Task inputs:
(begin)
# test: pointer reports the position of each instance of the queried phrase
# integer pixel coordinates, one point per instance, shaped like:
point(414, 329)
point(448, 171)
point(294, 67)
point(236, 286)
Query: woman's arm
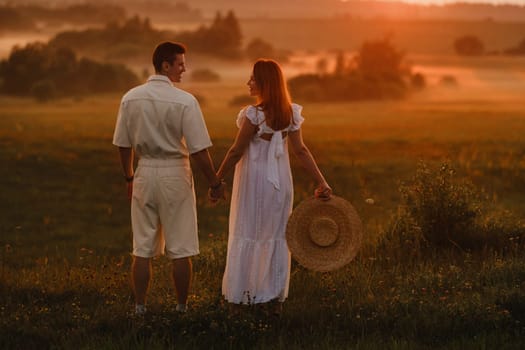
point(306, 159)
point(236, 151)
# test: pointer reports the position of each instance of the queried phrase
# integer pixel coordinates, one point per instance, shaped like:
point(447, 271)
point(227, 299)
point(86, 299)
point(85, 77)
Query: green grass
point(65, 234)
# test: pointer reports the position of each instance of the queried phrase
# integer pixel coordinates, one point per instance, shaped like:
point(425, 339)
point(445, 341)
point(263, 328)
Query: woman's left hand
point(323, 192)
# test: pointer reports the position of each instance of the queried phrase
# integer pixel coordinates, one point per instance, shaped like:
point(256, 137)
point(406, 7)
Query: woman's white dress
point(258, 259)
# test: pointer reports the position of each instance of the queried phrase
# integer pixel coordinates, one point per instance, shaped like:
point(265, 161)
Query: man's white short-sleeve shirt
point(160, 121)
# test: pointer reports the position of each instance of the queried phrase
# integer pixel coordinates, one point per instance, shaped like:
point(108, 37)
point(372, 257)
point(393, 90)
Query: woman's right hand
point(323, 191)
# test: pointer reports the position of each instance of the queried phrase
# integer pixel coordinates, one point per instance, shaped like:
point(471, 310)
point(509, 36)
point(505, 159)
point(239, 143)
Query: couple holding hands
point(163, 127)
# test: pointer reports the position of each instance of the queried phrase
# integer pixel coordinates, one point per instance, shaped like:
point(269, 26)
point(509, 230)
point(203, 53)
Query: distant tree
point(205, 75)
point(44, 90)
point(340, 64)
point(418, 81)
point(377, 71)
point(13, 19)
point(321, 66)
point(380, 60)
point(517, 50)
point(223, 38)
point(469, 45)
point(30, 70)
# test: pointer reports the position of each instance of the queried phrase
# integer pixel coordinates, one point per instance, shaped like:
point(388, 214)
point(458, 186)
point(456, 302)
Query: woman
(end)
Aim: Reproduce all of the entries above line for line without any changes, and leave out the pictures.

The response:
# test: pointer reports the position of each instance of the queried phrase
# integer pixel coordinates, one point per instance, shaped like:
point(414, 329)
point(448, 171)
point(294, 67)
point(236, 286)
Query: woman's arm
point(306, 159)
point(236, 151)
# test: pointer reports the position of each instance of the queried phrase
# integer pixel coordinates, one point per instance, shaped like:
point(447, 271)
point(227, 299)
point(86, 299)
point(85, 77)
Query: green grass
point(65, 234)
# test: pointer reports the position of each instance of the queried phrase
# integer pixel coordinates, one point per instance, shaped like:
point(425, 339)
point(445, 341)
point(263, 328)
Query: woman's left hand
point(323, 192)
# test: pointer reports the position of each instance of the queried phrase
# integer pixel coordinates, one point per instance, shaped like:
point(256, 137)
point(406, 7)
Query: woman's white dress
point(258, 259)
# test: pointer reports the position of each instance of the queried phrase
# integer pixel coordinates, one point per instance, shaped like:
point(265, 161)
Query: man's white short-sleeve shirt
point(160, 121)
# test: pointer reports the position of each instance of the queried phrase
# integer pixel coordinates, one point per instance, shaped like:
point(108, 37)
point(372, 257)
point(393, 90)
Query: woman's right hand
point(323, 191)
# test: pointer reports the position of each instance of the queried phrase
# integer pixel coordinates, one point per instance, shaped like:
point(471, 310)
point(509, 36)
point(505, 159)
point(239, 143)
Query: couple holding hands
point(163, 127)
# test: pointer reports the position of each instance of the queried phrase
# integer pixel coordinates, one point per instance, shaped like:
point(269, 26)
point(509, 230)
point(203, 53)
Query: distant tree
point(205, 75)
point(44, 90)
point(340, 64)
point(418, 81)
point(377, 71)
point(13, 19)
point(321, 66)
point(380, 60)
point(517, 50)
point(223, 38)
point(469, 45)
point(30, 70)
# test: pointer reports the position of each instance of the queried phrase
# integer pixel coordinates, one point per instance, shaped like:
point(388, 214)
point(458, 186)
point(456, 302)
Query: woman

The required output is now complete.